» **Work required**: Reproduce the listing below word for word, keeping every line and every character unchanged.

» **Task inputs**:
——————

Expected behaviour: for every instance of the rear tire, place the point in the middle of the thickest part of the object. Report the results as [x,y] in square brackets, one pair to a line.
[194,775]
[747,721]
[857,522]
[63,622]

——————

» **Final result**:
Expected behaviour: for every instance of the rear tire, place the point in the middle of the thickest part of the object. Report the results as [x,y] in square brackets, one pair to a line.
[194,775]
[747,721]
[857,522]
[63,622]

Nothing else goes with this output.